Image: ©Michael D Beckwith
Join the party
There are many festivals and carnivals in Leeds that take place all year round, and not all of them revolve around music. Plenty of them do though, and it would be slightly insane to list the best things to do without mentioning Leeds Festival, sister to its Reading counterpart, which takes place in Bramham Park every August and sees the big fish of the music industry play to thousands of fans in a muddy field. Equally, the annual Live at Leeds festival is a must for those wishing to simultaneously take a tour of the coolest music venues and catch up-and-coming bands often months before they break the mainstream. Previous acts to have played include Frank Turner, Alt J, Melody’s Echo Chamber and George Ezra, and it’s amazing to discover new music in the secret backroom of a small pub. Music fans of a more alternative persuasion are likely to love the yearly pop punk bonanza Slam Dunk festival, which takes place at Leeds uni’s union, while Chapeltown’s marvellous Leeds West Indian Carnival showcases the vibrant community’s best music, dance, costumery, and food and gains national media coverage as the streets teem with life each summer.

PROVIDED DATA:
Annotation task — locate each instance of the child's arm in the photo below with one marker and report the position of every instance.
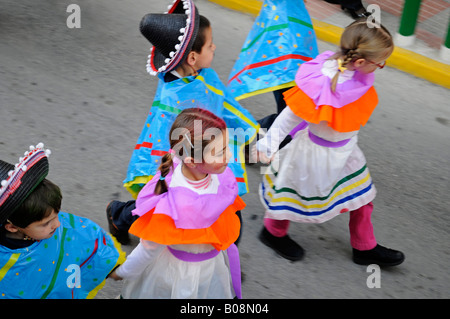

REQUIREMENT 1: According to the Leeds festivals excerpt, where and when is Leeds Festival held?
REQUIREMENT 2: Name every act the Leeds festivals excerpt gives as having previously played Live at Leeds.
REQUIREMENT 3: Carry on the Leeds festivals excerpt from its last sentence.
The listing isn't needed for any of this.

FINAL ANSWER 1: In Bramham Park every August.

FINAL ANSWER 2: Frank Turner, Alt J, Melody's Echo Chamber, George Ezra

FINAL ANSWER 3:
Wear the kids out
It’s hard to decide where to take the kids on a day out in Leeds, but that’s only because there’s so much on offer. Children will love riding the miniature steam trains at either Tropical World in Roundhay (entry from £1.75) or Kirkstall Abbey (free), as well as meeting meerkats, exotic birds, butterflies and crocodiles in the former’s exotic exhibits. All of the city’s museums cater for the needs and attention spans of youngsters, but Leeds City Museum, the Royal Armouries and Thackray Medical Museum work hardest to ignite little imaginations with hands-on exhibits and vivid reproductions of the past. For outdoor-loving bairns, The Maize Maze a short drive away near Wakefield offers traditional fun, Meanwood Valley Urban Farm is a fab way of introducing littlies to agricultural life alongside a nature trail and play area, and the Curious About Leeds project offers a downloadable series of short walks designed to promote learning about the city while getting fresh air – either beginning or ending by the river. On rainy days, the whole family can enjoy bowling or a cinema trip at Kirkstall Fields retail park, go crafting at Jackrabbits Pottery in Oakwood or Firefly Pottery in Horsforth, or hare about a soft-play centre. Jungle Kids (Armley), Kids Club House (Horsforth) or Munchkins (Morley) are just three of many.